Exercise instructions: Locate each line in the listing below that contains the word "white" and copy those lines out. Case counts, so capitalized forms do not qualify.

Records provided:
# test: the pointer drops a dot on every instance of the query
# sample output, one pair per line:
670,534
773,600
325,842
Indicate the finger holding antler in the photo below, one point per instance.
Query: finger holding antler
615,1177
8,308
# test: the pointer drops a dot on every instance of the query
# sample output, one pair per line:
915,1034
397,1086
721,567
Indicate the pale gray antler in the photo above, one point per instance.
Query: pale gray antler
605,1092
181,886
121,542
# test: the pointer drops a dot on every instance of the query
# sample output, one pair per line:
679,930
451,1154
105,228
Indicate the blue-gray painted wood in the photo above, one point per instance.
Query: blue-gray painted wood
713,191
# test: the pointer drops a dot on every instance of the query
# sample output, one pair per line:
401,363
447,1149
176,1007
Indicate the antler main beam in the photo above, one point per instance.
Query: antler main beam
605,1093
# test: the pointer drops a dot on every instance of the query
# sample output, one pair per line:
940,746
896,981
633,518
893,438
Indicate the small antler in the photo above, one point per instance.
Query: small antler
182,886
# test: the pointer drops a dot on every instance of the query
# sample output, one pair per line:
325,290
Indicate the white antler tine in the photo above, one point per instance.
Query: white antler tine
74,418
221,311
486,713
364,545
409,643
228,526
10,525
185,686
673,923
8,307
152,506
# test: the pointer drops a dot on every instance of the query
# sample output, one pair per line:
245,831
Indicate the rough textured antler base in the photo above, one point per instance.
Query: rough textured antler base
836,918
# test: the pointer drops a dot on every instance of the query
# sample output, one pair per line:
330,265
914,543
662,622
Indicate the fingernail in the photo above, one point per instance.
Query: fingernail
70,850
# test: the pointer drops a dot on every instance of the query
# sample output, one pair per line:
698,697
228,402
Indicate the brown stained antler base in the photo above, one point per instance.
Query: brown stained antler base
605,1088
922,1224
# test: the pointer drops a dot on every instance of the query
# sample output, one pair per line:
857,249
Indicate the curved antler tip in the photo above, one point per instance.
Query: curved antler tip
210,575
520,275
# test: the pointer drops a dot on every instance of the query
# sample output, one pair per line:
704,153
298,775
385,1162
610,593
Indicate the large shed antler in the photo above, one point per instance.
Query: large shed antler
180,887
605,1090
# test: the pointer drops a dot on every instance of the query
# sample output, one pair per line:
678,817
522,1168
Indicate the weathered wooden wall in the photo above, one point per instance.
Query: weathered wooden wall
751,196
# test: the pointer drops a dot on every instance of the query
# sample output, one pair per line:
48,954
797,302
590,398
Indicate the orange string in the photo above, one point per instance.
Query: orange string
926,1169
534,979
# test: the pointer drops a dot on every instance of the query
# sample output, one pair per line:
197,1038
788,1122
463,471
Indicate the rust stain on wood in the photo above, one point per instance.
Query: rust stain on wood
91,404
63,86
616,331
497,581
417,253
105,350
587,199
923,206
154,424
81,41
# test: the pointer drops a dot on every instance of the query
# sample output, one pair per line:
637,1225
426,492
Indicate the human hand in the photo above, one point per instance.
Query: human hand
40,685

Result of the exercise:
Indicate the white antler tine in the photo above, one point per instance.
Query: white antler tine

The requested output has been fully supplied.